• [Tarea de trabajo A]:
Cita del fragmento sobre el teléfono inteligente el pasaje que comienza en "La primera de" y termina en "es para tanto.".
• [Tarea de trabajo B]:
Responde estas preguntas con datos del fragmento sobre el teléfono inteligente:
(i) ¿Quién enumeró la lista de funciones del teléfono inteligente?
(ii) ¿Cuál es la primera de las funciones nuevas que se mencionan?
(iii) ¿A qué le van ganando terreno las pantallas?

• [Fragmento de lectura]:
○ ○ ○

A la lista de funciones del "teléfono inteligente" que me enumeró el doctor Bononato le voy añadiendo, a medida que pasan los días, otras nuevas que voy descubriendo.
La primera de ellas, la del mapa. Las pantallas le van ganando terreno al papel y a la comunicación en todos los sentidos, también en lo relativo a la orientación. Despistada como soy y sin GPS, me veo en la obligación, ante el asombro de mis desconocidos interlocutores, de preguntar por calles, plazas, números y, la verdad, no es para tanto.

○ ○ ○

• [Material proporcionado]:
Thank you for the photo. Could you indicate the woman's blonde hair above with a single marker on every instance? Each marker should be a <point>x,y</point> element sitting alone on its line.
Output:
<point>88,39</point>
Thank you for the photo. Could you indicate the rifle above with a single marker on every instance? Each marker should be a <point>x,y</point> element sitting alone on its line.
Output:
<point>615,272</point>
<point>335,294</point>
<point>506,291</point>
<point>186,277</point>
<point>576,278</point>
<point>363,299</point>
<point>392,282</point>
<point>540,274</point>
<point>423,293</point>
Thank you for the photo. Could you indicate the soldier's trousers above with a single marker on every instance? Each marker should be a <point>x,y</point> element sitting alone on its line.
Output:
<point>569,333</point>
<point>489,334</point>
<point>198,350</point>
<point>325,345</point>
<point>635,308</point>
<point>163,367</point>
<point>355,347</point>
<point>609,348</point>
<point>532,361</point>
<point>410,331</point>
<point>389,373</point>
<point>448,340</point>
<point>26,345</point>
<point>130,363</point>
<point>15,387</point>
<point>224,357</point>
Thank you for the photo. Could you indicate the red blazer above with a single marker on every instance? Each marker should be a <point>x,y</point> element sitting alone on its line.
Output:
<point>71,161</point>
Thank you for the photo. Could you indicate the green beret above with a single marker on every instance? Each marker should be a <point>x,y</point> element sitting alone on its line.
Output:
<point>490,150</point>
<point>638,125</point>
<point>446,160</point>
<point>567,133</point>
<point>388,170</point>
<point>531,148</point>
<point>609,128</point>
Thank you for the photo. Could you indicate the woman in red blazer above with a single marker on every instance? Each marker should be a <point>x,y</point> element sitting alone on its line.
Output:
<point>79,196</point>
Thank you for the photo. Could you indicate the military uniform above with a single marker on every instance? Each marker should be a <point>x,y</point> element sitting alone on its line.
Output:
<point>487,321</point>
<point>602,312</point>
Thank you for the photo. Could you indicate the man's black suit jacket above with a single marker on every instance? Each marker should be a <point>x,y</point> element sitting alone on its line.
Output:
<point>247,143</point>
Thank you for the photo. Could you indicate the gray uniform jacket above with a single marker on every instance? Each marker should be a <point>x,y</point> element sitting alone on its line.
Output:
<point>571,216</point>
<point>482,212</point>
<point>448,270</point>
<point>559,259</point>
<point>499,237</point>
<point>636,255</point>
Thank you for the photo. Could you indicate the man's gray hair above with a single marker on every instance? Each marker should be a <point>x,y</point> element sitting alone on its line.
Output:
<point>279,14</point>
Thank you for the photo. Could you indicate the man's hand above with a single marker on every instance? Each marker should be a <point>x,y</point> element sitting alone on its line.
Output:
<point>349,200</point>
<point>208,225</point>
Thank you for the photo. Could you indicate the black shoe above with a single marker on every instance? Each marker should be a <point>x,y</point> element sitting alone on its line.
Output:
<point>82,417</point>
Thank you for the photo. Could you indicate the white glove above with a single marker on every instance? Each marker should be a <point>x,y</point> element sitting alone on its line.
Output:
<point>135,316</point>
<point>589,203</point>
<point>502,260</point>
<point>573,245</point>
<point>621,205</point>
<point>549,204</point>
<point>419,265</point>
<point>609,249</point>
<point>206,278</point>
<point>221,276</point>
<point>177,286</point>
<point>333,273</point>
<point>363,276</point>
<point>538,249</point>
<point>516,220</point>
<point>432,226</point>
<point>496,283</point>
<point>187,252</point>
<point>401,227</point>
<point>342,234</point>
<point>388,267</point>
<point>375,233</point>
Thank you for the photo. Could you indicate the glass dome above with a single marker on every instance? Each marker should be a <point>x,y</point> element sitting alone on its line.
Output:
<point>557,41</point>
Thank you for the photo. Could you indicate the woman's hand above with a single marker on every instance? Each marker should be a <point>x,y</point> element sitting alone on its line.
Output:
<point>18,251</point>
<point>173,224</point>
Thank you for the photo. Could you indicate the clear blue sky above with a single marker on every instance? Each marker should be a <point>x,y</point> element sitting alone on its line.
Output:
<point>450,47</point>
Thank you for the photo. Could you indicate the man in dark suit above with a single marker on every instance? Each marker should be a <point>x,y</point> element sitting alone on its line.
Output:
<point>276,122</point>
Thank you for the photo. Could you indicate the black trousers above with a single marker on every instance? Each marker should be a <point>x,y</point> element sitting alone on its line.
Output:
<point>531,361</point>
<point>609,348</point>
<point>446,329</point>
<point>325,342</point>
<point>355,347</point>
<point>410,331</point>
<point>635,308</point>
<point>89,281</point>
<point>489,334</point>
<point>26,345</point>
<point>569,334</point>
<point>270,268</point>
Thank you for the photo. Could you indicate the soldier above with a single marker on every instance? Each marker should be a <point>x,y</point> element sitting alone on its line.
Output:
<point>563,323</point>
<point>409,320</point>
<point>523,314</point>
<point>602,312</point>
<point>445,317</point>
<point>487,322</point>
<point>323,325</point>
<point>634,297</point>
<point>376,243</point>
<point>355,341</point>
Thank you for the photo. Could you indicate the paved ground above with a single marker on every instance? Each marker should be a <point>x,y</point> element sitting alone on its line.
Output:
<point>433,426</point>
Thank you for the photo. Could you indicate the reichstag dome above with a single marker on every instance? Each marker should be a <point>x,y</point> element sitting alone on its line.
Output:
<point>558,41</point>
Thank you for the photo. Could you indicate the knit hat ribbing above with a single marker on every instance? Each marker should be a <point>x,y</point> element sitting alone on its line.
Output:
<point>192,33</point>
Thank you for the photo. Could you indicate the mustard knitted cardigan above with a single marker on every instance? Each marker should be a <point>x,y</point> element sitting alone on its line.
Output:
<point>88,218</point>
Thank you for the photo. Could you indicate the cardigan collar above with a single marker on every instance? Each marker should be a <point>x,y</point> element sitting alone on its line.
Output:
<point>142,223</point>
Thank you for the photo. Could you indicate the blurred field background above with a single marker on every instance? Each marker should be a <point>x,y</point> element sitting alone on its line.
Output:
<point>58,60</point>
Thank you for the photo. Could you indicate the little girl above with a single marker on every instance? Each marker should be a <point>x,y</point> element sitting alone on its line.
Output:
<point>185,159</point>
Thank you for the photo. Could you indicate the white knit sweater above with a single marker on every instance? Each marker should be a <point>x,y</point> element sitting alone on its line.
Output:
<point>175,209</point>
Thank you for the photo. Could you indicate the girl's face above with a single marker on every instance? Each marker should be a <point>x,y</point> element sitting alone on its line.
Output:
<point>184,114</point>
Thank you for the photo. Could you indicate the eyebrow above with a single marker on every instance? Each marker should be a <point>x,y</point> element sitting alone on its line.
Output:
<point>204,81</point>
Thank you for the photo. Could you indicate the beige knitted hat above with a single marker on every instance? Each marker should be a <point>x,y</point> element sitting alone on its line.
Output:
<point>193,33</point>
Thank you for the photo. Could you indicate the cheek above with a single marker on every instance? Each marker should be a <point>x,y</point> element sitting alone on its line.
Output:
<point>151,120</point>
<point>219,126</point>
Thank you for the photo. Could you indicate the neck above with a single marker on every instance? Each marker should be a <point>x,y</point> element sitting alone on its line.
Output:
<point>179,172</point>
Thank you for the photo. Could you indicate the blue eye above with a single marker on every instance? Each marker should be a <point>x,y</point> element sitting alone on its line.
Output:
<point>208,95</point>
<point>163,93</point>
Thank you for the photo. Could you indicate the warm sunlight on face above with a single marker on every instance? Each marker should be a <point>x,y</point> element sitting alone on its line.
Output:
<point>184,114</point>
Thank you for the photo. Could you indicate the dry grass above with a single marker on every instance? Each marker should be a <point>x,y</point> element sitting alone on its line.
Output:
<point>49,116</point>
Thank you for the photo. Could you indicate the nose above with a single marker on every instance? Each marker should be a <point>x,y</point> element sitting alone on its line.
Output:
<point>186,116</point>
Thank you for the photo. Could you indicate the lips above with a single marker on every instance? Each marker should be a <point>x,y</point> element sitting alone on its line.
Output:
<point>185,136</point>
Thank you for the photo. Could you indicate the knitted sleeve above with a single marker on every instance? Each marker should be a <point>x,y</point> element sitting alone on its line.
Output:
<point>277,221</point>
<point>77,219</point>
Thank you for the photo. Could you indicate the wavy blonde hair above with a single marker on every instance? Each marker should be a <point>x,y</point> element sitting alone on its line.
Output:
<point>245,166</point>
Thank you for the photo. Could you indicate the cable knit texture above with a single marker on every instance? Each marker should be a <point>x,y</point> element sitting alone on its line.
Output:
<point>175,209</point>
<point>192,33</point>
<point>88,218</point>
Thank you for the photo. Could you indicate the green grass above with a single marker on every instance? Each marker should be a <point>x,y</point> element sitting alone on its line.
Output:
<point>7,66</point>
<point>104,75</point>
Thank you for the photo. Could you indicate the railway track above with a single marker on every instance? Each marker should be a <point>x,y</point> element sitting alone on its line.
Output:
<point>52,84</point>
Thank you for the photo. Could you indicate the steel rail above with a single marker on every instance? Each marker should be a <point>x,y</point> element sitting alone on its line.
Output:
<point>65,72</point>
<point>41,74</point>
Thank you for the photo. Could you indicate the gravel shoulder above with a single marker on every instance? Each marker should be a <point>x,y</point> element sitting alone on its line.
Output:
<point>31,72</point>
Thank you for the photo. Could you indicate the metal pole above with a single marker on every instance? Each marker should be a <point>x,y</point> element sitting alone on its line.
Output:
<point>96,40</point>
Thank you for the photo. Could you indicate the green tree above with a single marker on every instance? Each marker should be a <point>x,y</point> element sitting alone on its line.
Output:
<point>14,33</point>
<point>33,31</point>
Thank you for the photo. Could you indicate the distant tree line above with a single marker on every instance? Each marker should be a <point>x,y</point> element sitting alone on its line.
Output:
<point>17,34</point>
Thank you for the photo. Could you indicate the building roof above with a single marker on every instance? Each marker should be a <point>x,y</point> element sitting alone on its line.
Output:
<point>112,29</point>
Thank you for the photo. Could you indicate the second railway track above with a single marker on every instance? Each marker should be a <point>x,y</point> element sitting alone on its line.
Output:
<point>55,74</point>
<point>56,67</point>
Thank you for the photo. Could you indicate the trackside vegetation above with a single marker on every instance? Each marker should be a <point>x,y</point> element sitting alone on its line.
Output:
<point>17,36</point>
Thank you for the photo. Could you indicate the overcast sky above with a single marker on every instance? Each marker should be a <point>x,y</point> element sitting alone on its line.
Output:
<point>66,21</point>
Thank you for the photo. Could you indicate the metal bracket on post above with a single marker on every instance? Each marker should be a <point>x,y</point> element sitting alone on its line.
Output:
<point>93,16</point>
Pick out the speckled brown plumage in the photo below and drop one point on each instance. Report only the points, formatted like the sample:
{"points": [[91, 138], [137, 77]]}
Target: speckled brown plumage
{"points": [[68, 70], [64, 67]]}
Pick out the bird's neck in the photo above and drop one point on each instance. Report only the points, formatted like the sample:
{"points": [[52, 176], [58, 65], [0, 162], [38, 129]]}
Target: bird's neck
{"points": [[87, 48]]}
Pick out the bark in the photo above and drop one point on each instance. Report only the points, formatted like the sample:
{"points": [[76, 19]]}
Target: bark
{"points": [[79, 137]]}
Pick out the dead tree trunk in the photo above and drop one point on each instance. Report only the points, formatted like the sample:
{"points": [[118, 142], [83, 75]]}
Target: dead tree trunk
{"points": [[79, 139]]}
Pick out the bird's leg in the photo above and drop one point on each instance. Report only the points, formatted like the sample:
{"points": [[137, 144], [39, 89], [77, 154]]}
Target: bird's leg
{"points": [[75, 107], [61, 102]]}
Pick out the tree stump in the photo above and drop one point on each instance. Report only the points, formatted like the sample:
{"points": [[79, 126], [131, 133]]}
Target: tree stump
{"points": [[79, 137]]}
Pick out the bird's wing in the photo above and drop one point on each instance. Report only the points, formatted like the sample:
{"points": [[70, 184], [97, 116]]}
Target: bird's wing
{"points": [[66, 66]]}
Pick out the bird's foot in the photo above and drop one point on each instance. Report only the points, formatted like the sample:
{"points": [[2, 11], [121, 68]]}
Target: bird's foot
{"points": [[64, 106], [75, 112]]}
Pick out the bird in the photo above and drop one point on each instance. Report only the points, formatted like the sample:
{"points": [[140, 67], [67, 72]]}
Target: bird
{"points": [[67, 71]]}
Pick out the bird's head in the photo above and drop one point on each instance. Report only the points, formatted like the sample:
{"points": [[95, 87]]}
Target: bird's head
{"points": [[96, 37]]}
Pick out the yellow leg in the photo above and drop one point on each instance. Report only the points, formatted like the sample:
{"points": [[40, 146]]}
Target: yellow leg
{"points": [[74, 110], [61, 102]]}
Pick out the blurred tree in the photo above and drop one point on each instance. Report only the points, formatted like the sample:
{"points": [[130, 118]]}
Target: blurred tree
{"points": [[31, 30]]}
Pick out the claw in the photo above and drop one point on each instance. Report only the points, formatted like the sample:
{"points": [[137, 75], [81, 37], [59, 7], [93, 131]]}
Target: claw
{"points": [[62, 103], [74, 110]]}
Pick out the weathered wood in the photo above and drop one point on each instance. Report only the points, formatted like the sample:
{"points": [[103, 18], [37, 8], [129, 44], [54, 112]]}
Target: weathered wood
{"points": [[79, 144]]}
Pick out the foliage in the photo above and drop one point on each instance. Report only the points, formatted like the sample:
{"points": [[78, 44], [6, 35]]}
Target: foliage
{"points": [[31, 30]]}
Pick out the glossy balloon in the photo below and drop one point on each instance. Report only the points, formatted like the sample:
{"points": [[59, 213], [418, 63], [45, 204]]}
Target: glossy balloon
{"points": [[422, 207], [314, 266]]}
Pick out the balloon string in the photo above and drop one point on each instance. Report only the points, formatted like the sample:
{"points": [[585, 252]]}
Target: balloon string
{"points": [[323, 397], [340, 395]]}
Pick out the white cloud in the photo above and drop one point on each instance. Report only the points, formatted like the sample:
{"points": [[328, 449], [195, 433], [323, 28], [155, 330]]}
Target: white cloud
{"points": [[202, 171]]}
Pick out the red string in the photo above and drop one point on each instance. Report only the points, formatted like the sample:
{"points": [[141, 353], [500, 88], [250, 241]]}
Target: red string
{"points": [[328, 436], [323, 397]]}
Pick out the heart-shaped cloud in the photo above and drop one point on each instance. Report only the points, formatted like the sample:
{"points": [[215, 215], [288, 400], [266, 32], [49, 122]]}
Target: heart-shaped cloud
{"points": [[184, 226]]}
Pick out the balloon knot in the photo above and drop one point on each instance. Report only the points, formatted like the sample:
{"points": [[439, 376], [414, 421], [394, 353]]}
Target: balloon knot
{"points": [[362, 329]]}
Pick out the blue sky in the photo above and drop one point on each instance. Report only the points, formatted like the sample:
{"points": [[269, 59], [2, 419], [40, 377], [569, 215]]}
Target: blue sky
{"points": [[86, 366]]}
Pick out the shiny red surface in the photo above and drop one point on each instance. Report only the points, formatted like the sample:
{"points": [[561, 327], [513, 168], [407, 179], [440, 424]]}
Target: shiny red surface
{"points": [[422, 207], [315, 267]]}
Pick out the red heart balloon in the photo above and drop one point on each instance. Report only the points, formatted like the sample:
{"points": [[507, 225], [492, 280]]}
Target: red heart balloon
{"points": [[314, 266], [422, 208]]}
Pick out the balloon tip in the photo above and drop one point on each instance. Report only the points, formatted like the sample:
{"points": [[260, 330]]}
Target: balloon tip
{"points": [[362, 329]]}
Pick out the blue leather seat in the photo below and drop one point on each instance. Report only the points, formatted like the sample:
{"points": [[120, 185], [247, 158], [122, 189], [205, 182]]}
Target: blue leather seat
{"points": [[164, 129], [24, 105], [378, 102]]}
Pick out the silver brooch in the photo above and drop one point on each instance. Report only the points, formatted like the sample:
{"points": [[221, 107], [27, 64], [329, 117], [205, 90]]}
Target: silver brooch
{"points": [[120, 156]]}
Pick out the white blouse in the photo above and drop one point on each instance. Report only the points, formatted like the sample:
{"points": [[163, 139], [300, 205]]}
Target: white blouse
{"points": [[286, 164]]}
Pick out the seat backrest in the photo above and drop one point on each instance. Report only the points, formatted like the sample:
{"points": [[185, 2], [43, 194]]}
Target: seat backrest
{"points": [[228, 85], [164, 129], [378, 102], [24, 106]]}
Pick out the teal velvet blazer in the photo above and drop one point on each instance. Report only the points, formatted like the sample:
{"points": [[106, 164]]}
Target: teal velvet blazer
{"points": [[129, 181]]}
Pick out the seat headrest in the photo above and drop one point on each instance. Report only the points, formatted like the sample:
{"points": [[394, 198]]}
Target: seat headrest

○ ○ ○

• [Espacio de respuesta A]:
La primera de ellas, la del mapa. Las pantallas le van ganando terreno al papel y a la comunicación en todos los sentidos, también en lo relativo a la orientación. Despistada como soy y sin GPS, me veo en la obligación, ante el asombro de mis desconocidos interlocutores, de preguntar por calles, plazas, números y, la verdad, no es para tanto.

• [Espacio de respuesta B]:
(i) El doctor Bononato.
(ii) La del mapa.
(iii) Al papel y a la comunicación en todos los sentidos.